Passage shown -
----

Although L2 regularization does shrink coefficients, we can confirm that it does not shrink them all the way to zero, and thus it does not perform feature selection.

Keep in mind that although L1 regularization produced a better performing model in this situation, that will not always be the case. It’s a good idea to always try both types of regularization and see which one works better.

sum(pipe.named_steps['logisticregression'].coef_[0] == 0)

To wrap up this section, let’s talk about some advantages and disadvantages of intrinsic feature selection methods:

The main advantages are speed and simplicity: Since feature selection is implictly performed during model fitting, no additional feature selection process needs to be added to the workflow, which tends to save a lot of computational time.
The main disadvantage is that it’s model-dependent: The model that is best for your particular problem may not perform intrinsic feature selection.

Advantages and disadvantages of intrinsic methods:

Advantages:
- No added computation
- No added steps
Disadvantages:
- Model-dependent

13.3 Filter methods: Statistical test-based scoring

The next type of feature selection method we’ll cover is filter methods.

A filter method starts by scoring every single feature to quantify its potential relationship with the target column. Then, the features are ranked by their scores, and only the top scoring features are provided to the model. Thus, they’re called filter methods because they filter out what they believe to be the least informative features and then pass on the more informative features to the model.

As you’ll see in this section, filter methods vary in terms of the processes they use to score the features.

How filter methods work:

Each feature is scored by its relationship to the target
Top scoring features (most informative features) are provided to the model

Our starting point for this section will be the logistic regression Pipeline that has not been tuned by grid search. The reason for this is because we want to tune all of the Pipeline steps simultaneously, rather than tuning the transformers and model first and then adding feature selection.

In other words, the presence of a feature selection process may alter the optimal parameters for the transformers and the model, and thus we need to tune all three steps at once. Right now it’s a two-step Pipeline, but there will be three steps once we add feature selection to the Pipeline.

pipe

Let’s cross-validate this Pipeline to generate a “baseline” accuracy that we want to improve upon, which is 0.811.

cross_val_score(pipe, X, y, cv=5, scoring='accuracy').mean()

0.8114619295712762

Pipeline accuracy scores:

Grid search (VC): 0.834
Grid search (RF): 0.829
Grid search (LR): 0.828
Baseline (VC): 0.818
Baseline (LR): 0.811
Baseline (RF): 0.811

The first filter method we’ll use is SelectPercentile. SelectPercentile scores features using univariate statistical tests:

You specify a statistical test, and it uses that test to score each feature independently.
Then, it passes on to the model a certain percentage (that you specify) of the best scoring features.

----

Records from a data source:
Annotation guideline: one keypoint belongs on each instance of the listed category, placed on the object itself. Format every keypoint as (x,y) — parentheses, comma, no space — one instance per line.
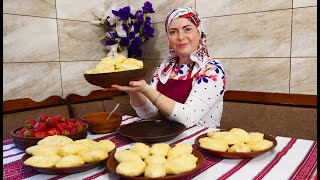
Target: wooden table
(291,159)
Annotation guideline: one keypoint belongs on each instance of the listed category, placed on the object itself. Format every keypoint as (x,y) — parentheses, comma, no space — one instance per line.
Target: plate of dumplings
(61,155)
(156,161)
(236,143)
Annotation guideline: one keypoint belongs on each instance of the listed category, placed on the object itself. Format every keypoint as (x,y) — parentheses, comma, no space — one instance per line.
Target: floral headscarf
(200,56)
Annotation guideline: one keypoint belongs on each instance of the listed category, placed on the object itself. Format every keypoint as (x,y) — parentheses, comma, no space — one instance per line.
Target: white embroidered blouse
(204,104)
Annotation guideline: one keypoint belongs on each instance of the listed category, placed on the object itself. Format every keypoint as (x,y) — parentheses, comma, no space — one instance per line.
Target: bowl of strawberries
(48,125)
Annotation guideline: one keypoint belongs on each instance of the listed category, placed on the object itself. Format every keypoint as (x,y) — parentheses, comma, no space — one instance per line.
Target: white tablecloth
(291,159)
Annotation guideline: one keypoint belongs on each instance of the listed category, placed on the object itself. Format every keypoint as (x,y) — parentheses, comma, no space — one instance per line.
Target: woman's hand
(134,86)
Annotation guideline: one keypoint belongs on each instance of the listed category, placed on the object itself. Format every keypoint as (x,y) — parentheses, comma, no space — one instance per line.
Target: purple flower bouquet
(125,31)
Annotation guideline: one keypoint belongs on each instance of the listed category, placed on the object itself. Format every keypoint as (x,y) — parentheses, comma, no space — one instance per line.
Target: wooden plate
(152,130)
(69,170)
(235,155)
(105,80)
(112,166)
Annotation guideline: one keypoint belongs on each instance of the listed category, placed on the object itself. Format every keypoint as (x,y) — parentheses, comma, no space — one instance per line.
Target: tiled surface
(242,30)
(304,3)
(80,41)
(304,32)
(29,39)
(226,7)
(36,81)
(83,9)
(274,120)
(257,74)
(73,81)
(161,7)
(42,8)
(264,34)
(303,76)
(124,108)
(86,108)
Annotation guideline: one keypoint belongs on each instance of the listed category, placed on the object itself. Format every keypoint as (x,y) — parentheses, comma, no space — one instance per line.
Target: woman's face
(183,36)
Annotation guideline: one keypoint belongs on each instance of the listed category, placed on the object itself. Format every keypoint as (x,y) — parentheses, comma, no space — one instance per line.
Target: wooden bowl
(98,124)
(25,142)
(105,80)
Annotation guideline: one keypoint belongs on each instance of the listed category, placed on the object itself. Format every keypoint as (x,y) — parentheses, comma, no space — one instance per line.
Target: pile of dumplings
(119,63)
(156,161)
(62,152)
(235,140)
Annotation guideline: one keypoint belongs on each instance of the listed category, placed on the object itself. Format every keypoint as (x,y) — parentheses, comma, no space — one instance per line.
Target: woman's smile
(183,45)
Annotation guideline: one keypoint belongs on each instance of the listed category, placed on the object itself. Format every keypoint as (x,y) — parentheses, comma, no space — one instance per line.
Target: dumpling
(227,137)
(160,149)
(106,145)
(213,144)
(70,161)
(189,158)
(142,149)
(256,136)
(93,155)
(72,148)
(58,140)
(126,155)
(87,142)
(242,134)
(178,165)
(212,133)
(155,171)
(239,147)
(42,161)
(131,168)
(155,159)
(180,149)
(259,145)
(45,150)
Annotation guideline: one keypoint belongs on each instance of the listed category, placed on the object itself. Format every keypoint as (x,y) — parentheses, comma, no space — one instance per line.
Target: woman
(188,86)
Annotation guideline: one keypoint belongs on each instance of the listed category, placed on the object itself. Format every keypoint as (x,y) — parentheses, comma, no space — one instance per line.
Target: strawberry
(30,123)
(78,125)
(19,133)
(40,126)
(54,131)
(51,122)
(24,129)
(43,117)
(28,133)
(65,132)
(59,118)
(73,130)
(61,126)
(73,120)
(70,125)
(41,134)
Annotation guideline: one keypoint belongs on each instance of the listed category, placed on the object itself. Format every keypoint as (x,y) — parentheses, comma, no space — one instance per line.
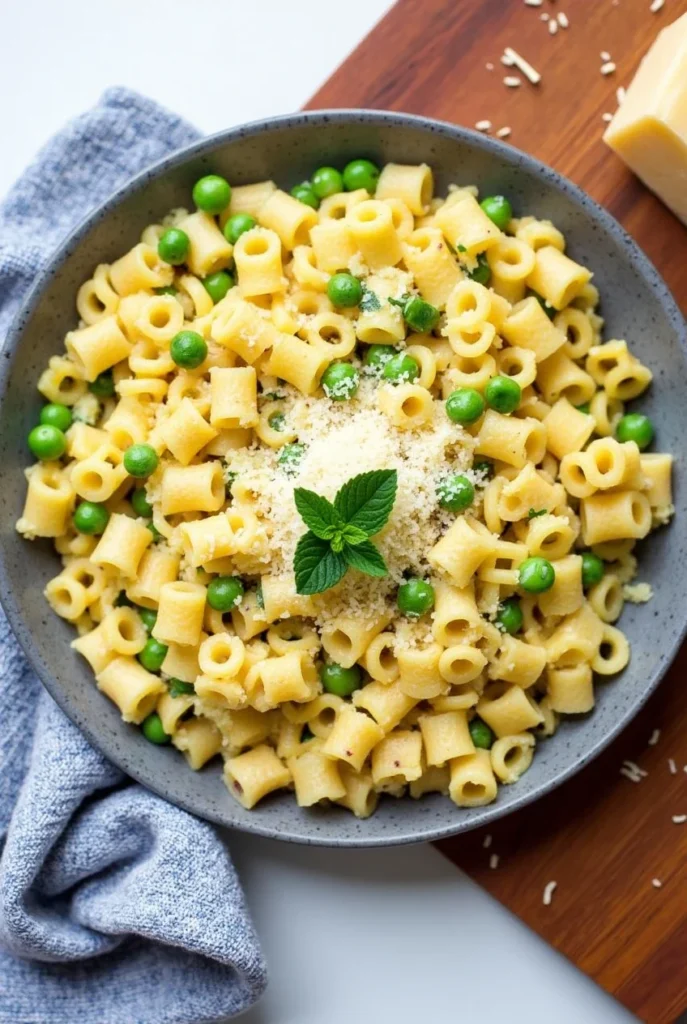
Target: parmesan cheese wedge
(649,130)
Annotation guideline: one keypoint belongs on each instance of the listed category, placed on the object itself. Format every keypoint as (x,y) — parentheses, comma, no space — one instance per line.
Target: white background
(385,935)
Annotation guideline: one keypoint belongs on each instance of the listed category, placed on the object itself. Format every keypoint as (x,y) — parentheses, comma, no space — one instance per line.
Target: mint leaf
(353,535)
(317,513)
(337,543)
(366,501)
(367,558)
(316,567)
(370,302)
(177,688)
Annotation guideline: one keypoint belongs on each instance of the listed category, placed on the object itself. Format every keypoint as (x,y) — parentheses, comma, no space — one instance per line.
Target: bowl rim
(642,265)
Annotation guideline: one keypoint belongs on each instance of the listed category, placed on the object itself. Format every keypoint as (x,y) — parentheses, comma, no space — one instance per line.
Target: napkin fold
(116,907)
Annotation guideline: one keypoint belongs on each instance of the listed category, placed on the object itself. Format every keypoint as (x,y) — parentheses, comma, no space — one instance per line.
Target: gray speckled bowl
(637,305)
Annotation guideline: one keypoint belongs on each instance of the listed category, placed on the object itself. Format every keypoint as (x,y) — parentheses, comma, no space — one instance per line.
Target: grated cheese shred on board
(341,440)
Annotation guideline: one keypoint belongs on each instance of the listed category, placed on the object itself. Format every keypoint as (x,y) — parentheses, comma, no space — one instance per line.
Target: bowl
(636,304)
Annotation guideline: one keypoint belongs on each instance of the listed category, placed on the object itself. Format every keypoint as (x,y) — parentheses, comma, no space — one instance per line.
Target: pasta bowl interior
(358,486)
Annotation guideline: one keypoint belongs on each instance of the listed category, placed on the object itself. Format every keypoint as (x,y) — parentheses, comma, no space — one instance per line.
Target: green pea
(340,381)
(400,369)
(360,174)
(421,315)
(635,427)
(225,593)
(153,654)
(377,356)
(54,415)
(188,349)
(217,285)
(415,597)
(140,460)
(548,308)
(456,493)
(499,210)
(480,733)
(153,730)
(503,393)
(173,246)
(327,181)
(465,404)
(509,615)
(212,194)
(537,574)
(140,504)
(237,225)
(593,569)
(484,468)
(178,688)
(344,290)
(482,272)
(290,456)
(90,517)
(148,617)
(47,442)
(342,682)
(103,385)
(304,194)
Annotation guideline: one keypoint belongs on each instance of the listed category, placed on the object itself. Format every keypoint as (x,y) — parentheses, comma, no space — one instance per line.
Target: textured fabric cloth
(115,906)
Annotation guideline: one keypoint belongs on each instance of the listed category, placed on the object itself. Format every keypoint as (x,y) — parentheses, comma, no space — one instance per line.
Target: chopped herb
(370,302)
(482,272)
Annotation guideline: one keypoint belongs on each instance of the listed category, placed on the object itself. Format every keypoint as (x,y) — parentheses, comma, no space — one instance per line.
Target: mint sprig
(339,532)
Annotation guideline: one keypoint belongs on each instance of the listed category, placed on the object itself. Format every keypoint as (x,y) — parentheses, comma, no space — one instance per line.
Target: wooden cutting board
(602,838)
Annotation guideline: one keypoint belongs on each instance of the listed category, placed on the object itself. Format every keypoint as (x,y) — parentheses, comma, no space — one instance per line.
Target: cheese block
(649,130)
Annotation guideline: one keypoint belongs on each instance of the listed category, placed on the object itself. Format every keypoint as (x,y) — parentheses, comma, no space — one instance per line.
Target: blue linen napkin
(116,907)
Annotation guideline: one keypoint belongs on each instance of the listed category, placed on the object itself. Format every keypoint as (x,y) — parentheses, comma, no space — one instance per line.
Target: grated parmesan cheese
(638,593)
(341,440)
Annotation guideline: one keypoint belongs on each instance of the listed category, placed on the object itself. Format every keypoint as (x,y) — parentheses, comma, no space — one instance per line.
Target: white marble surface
(386,935)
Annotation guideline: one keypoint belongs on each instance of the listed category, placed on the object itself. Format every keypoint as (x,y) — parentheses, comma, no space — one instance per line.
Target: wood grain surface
(602,838)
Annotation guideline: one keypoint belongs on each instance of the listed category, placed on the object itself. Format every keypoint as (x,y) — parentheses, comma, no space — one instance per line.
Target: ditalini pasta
(344,487)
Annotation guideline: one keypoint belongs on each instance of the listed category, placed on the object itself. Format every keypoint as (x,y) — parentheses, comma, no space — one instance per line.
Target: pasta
(249,368)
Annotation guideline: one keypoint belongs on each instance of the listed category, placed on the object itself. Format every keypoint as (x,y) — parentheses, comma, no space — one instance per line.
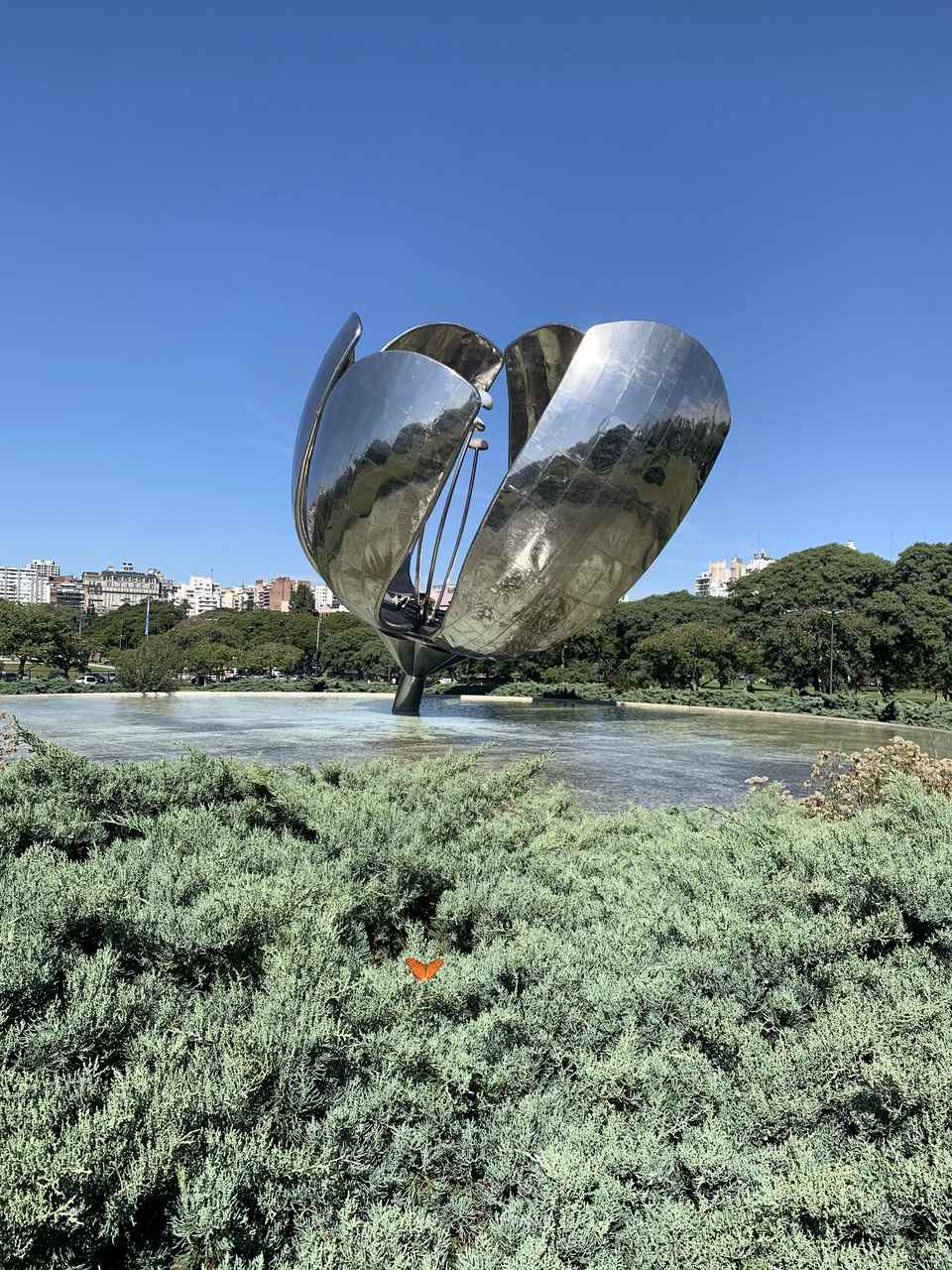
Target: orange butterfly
(424,969)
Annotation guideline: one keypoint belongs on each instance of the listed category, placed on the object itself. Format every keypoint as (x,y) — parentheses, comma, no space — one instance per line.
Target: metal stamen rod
(419,554)
(477,447)
(439,530)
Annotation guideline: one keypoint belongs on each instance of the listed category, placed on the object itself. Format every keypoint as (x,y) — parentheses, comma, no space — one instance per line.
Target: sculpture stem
(409,694)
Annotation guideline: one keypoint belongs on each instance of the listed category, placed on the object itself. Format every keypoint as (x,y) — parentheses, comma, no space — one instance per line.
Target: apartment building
(240,598)
(716,579)
(199,594)
(108,589)
(23,584)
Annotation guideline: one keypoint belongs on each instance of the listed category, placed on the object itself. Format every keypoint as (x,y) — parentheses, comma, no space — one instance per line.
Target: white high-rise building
(716,579)
(24,585)
(239,598)
(199,593)
(109,588)
(45,568)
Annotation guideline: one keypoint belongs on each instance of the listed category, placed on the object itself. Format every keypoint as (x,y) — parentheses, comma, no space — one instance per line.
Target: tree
(26,631)
(302,598)
(683,656)
(125,626)
(273,657)
(66,649)
(155,666)
(209,657)
(349,648)
(925,567)
(911,633)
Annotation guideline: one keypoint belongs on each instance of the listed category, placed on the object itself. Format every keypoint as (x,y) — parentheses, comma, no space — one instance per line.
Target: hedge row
(657,1039)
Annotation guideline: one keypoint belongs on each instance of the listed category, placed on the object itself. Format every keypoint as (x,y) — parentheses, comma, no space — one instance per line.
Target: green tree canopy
(683,656)
(154,666)
(796,649)
(208,657)
(832,575)
(28,633)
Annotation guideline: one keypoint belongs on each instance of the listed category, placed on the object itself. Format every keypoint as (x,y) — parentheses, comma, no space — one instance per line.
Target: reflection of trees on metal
(612,434)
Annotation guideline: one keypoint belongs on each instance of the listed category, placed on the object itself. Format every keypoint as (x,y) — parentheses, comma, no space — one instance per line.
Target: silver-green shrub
(658,1039)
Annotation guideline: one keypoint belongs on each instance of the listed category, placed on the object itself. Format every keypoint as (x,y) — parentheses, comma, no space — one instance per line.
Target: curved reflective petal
(535,366)
(608,474)
(463,350)
(339,356)
(389,435)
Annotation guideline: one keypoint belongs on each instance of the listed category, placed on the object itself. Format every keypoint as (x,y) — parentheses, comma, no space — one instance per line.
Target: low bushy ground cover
(553,691)
(657,1039)
(930,714)
(31,688)
(927,714)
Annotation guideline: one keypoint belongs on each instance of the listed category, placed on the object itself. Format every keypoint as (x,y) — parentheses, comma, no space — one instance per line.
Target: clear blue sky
(194,198)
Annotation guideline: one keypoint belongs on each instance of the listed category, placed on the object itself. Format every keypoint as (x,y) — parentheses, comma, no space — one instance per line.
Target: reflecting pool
(611,754)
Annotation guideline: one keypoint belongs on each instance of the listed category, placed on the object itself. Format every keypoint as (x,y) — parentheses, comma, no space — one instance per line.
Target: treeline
(816,619)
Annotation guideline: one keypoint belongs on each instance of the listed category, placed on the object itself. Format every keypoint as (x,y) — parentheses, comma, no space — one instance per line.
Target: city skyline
(203,592)
(160,333)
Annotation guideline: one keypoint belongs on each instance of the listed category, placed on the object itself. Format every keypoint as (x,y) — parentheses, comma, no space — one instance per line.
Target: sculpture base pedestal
(416,662)
(409,694)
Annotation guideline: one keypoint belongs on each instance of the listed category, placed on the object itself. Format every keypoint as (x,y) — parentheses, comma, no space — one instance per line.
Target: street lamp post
(832,613)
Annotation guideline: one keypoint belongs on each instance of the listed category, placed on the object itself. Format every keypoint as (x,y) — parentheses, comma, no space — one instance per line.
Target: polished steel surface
(612,434)
(339,356)
(535,366)
(463,350)
(389,435)
(608,474)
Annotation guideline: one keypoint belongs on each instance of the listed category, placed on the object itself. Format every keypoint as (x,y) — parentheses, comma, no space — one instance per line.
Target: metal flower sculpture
(612,434)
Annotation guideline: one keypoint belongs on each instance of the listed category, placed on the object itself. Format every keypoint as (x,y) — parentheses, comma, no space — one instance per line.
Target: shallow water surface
(610,754)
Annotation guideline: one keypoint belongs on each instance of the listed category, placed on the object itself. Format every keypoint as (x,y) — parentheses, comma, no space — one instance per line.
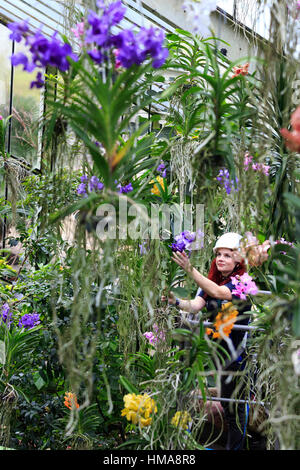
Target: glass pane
(226,5)
(5,52)
(25,114)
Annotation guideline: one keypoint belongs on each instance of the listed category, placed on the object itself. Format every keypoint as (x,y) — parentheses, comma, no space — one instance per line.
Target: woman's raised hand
(171,298)
(182,260)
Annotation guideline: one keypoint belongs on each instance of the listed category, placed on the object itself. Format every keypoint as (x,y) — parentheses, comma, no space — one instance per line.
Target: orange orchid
(292,138)
(241,70)
(224,321)
(70,400)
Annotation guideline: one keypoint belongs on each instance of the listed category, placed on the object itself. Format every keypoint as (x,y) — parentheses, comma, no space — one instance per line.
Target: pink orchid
(255,253)
(247,160)
(78,31)
(292,138)
(244,286)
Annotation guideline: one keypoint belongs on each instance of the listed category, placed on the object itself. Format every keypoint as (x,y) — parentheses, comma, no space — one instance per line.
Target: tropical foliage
(90,356)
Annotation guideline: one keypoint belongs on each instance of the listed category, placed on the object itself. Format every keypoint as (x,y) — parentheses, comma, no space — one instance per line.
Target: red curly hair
(215,275)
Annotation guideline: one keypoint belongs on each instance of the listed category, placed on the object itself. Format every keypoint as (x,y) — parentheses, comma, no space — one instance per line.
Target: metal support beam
(232,400)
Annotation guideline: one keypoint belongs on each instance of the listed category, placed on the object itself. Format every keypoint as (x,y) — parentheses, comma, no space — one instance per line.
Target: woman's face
(225,261)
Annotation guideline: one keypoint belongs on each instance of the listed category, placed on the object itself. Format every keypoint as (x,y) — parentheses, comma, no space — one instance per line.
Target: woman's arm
(192,306)
(210,287)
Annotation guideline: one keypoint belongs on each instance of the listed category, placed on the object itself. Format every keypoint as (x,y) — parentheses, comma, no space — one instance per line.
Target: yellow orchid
(181,419)
(138,409)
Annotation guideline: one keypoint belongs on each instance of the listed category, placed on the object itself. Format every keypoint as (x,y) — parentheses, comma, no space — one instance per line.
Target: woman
(216,289)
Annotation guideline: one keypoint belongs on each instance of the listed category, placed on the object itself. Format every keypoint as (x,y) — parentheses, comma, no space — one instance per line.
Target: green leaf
(128,385)
(38,381)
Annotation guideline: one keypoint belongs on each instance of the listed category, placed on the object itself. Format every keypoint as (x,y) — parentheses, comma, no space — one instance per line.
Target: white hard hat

----

Written request A - In the feature selection passage, what baseline accuracy comes from cross-validating the logistic regression Pipeline that has not been tuned by grid search?
Written request B - Quote the feature selection passage word for word from "How filter methods" to "adding feature selection.".

Full output A - 0.811

Full output B -
How filter methods work:

Each feature is scored by its relationship to the target
Top scoring features (most informative features) are provided to the model

Our starting point for this section will be the logistic regression Pipeline that has not been tuned by grid search. The reason for this is because we want to tune all of the Pipeline steps simultaneously, rather than tuning the transformers and model first and then adding feature selection.